- [CHALLENGE]: Render the lines beginning with the one that contains "bearded man in the photo above." and ending with the one that contains "mustache in the photo above.", both included, as a JSON list of strings with one string per line. Omit any blank lines.

- [ITEMS]:

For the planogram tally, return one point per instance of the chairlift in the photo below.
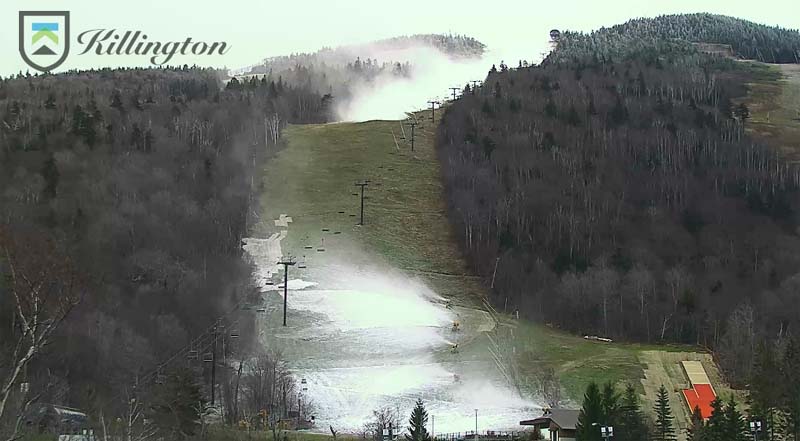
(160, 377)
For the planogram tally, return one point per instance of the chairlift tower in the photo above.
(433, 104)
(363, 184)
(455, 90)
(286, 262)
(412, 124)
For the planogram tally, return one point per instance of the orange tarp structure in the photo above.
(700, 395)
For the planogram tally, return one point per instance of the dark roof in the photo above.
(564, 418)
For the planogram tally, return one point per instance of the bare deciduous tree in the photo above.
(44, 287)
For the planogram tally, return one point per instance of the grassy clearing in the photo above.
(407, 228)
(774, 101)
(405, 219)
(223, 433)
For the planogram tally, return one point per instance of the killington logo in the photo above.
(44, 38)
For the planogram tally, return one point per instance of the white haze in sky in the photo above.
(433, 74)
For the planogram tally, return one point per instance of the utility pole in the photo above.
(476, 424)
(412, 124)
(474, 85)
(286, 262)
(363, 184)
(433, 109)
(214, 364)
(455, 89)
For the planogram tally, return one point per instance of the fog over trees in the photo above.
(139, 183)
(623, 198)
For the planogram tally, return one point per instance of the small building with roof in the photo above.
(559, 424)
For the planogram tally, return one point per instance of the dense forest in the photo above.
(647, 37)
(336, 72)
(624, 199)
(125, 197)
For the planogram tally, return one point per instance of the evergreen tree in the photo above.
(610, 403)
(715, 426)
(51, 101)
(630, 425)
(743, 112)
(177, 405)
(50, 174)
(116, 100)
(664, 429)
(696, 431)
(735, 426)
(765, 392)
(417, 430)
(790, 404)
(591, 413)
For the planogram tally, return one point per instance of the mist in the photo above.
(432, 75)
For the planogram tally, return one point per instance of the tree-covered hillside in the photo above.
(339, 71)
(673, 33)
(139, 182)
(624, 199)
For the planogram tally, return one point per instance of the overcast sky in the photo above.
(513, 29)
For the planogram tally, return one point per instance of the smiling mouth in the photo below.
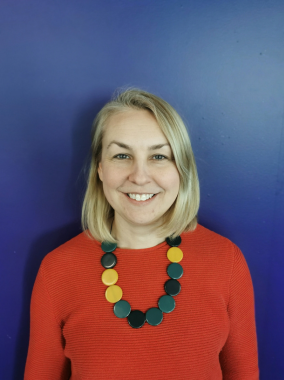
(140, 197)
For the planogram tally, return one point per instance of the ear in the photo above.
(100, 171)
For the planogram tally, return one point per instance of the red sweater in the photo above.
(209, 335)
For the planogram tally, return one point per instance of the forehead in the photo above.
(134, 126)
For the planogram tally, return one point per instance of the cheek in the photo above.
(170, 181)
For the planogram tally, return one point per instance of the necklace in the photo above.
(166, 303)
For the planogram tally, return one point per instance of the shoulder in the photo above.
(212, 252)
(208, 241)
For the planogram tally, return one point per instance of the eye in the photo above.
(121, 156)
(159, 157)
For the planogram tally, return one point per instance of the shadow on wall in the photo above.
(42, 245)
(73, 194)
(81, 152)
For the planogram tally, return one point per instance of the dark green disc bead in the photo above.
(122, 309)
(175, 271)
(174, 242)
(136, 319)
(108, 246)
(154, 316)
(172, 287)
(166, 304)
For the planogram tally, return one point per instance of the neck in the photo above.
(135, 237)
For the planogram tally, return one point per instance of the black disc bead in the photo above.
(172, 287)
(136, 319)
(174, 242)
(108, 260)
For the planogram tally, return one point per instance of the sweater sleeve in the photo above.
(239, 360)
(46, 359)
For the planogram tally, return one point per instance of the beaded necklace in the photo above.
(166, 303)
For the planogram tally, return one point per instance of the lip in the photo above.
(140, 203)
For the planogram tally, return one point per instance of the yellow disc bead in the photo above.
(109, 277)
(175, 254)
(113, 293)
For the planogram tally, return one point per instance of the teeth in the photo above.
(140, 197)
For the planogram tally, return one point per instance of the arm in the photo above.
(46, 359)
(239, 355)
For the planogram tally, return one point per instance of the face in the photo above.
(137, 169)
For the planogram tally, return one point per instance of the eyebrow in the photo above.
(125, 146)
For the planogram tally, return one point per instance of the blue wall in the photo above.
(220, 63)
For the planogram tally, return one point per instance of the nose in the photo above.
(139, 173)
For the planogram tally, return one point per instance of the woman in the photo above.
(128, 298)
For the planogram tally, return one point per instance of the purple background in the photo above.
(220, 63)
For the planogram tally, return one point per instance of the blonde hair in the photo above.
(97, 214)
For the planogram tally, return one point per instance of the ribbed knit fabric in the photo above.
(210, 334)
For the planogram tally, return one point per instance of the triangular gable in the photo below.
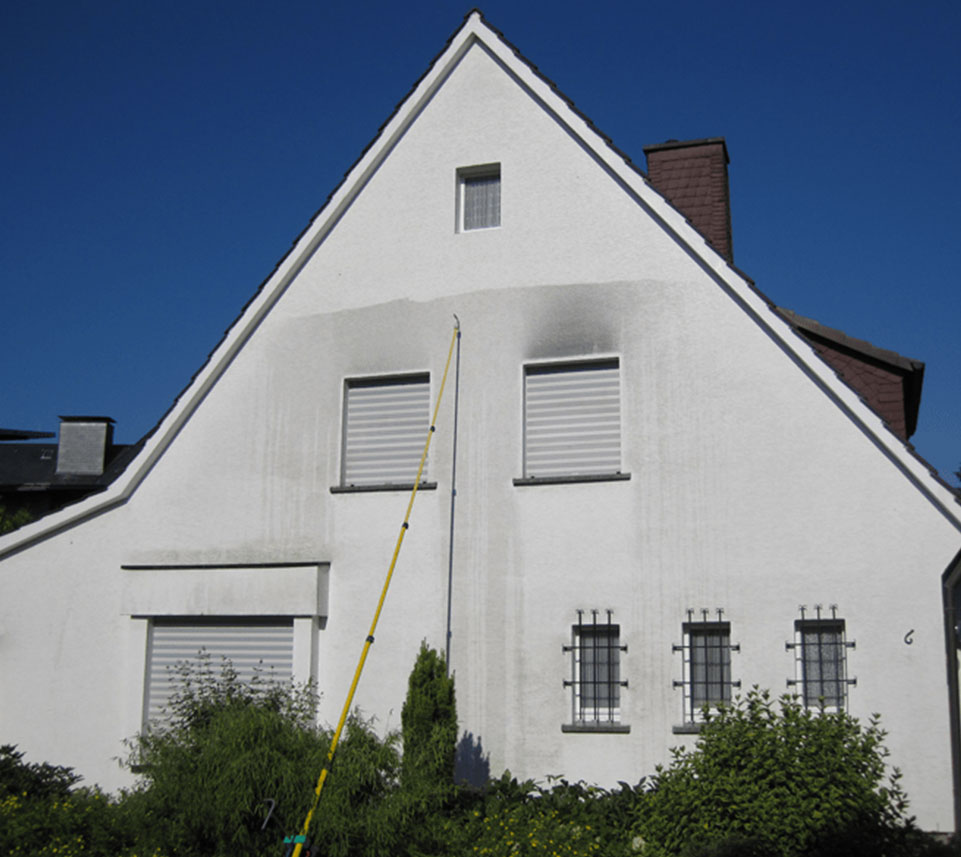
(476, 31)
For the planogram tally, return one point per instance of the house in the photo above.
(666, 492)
---
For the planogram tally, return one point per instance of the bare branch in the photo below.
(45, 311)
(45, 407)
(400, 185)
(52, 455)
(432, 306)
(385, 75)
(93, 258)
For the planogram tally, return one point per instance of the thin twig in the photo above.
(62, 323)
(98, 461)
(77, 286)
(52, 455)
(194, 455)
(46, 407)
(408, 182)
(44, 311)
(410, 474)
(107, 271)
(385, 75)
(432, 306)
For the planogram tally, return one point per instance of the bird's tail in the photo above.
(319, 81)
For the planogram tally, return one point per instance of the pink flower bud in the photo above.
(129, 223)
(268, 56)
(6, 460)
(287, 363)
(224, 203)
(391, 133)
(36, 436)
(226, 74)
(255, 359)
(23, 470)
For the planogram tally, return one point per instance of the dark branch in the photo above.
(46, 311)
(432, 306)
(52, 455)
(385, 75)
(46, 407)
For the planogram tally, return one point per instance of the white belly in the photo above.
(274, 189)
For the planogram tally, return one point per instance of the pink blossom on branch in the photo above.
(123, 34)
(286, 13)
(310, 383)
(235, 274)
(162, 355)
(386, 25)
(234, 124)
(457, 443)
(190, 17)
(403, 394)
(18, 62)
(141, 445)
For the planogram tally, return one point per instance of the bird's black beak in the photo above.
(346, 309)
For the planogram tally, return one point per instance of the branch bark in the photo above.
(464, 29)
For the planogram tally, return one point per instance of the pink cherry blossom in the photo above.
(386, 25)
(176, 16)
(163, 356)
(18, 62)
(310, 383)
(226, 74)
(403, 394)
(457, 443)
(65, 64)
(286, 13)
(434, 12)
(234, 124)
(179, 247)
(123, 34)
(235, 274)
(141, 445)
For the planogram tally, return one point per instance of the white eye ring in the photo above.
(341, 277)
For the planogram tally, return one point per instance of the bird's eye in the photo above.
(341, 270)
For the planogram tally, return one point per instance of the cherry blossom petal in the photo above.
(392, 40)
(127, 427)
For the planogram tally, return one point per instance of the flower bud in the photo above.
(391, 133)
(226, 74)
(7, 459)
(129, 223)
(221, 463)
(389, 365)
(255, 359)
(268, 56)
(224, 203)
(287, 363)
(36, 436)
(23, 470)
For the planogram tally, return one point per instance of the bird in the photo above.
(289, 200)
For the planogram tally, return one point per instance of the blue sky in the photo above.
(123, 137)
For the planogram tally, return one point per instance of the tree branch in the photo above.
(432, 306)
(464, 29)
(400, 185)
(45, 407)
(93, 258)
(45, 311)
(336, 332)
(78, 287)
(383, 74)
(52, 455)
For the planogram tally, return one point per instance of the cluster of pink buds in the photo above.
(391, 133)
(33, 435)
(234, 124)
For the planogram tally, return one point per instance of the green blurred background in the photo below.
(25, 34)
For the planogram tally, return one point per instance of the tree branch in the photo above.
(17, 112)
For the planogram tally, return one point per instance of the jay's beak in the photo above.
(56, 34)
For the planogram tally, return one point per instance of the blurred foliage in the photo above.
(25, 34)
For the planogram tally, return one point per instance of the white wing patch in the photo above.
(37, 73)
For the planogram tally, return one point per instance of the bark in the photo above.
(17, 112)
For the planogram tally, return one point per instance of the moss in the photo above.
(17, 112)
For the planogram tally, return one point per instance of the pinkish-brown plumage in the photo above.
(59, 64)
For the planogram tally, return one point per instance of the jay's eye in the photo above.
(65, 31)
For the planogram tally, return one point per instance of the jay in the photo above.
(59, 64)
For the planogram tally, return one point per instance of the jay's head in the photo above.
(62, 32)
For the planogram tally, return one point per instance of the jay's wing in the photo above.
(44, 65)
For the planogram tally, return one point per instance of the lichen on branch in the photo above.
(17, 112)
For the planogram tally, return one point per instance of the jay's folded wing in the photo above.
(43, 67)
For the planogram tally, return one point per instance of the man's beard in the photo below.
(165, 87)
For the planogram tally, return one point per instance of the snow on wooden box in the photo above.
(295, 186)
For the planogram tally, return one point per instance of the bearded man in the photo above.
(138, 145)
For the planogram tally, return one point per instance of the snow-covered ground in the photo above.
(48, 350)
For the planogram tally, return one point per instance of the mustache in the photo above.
...
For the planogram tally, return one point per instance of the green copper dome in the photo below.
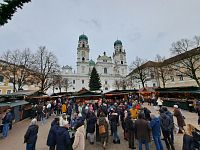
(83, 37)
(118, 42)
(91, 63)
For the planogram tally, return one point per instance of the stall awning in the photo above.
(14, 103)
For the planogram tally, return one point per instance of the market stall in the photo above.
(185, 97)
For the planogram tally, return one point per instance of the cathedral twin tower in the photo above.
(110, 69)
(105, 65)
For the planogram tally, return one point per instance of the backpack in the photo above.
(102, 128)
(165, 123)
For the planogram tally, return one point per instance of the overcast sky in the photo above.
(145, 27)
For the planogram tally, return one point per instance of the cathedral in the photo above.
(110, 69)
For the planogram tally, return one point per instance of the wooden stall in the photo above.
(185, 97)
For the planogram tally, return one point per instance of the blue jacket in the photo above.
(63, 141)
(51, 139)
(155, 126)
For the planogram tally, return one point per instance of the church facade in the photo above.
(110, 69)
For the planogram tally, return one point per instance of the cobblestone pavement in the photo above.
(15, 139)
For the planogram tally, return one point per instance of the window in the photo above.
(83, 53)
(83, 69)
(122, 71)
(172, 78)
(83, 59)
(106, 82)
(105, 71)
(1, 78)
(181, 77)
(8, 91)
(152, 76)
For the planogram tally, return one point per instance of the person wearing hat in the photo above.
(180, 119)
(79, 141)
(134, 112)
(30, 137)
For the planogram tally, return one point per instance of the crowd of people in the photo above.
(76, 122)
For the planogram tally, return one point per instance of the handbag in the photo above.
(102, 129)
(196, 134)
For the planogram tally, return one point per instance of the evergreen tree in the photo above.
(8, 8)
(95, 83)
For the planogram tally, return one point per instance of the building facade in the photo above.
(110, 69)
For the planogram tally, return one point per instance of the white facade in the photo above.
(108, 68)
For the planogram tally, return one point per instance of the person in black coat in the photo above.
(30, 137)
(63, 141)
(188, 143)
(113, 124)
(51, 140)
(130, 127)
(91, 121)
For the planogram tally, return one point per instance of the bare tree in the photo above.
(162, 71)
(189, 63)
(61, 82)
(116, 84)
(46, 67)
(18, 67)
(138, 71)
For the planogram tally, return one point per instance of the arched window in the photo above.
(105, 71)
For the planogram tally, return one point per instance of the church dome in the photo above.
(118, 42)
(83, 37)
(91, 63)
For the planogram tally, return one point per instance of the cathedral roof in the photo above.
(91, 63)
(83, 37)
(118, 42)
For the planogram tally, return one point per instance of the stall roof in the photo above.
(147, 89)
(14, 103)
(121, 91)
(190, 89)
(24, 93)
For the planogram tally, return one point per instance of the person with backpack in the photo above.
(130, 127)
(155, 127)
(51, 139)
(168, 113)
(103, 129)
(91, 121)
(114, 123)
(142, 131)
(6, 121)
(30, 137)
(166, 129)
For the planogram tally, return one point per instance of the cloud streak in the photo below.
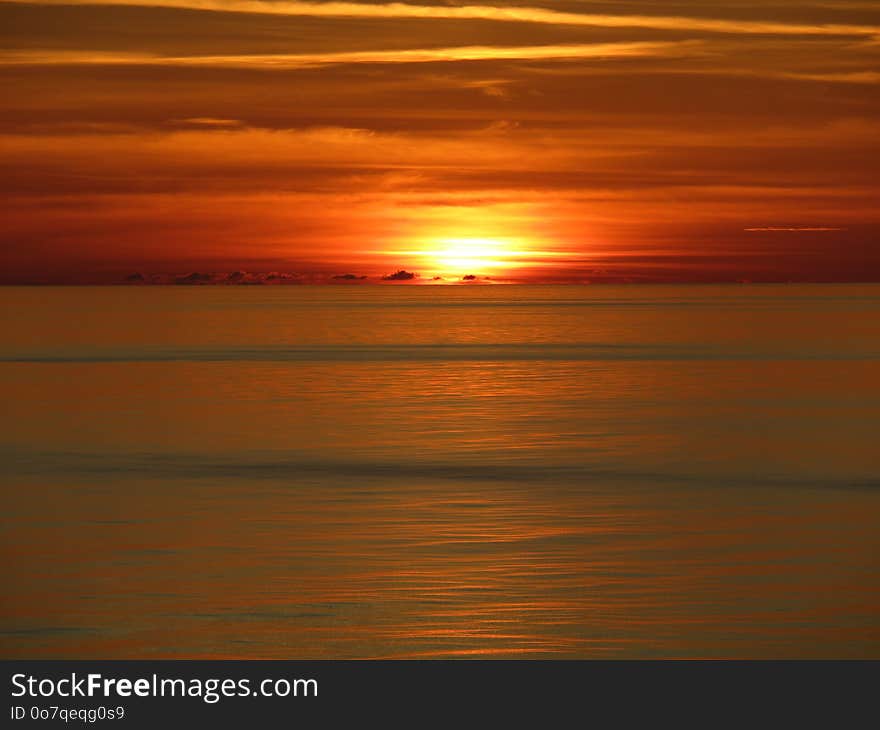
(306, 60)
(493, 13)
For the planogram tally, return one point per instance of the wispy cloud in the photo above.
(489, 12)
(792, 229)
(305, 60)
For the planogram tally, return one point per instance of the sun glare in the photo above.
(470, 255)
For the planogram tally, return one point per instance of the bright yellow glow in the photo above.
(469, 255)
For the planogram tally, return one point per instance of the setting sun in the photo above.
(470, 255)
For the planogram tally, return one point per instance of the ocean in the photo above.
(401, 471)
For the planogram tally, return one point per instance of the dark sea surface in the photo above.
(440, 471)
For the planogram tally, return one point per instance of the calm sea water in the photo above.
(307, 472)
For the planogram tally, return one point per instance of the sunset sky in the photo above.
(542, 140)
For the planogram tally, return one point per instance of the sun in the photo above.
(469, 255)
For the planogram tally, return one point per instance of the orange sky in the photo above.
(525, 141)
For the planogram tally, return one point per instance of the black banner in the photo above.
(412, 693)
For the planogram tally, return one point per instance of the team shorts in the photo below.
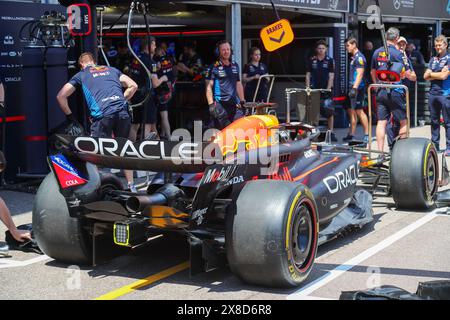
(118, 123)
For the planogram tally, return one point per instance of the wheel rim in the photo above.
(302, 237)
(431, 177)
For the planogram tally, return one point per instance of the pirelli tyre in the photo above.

- [FINISHED TASK]:
[
  "For the planogram tally, return one point per instance of the bearded man in the photo above.",
  "(138, 145)",
  "For the planogram tally, return one point per instance of the snow-covered ground in the photo above.",
  "(48, 350)",
  "For the planogram tally, return one point per instance of the mustache in the photo above."
]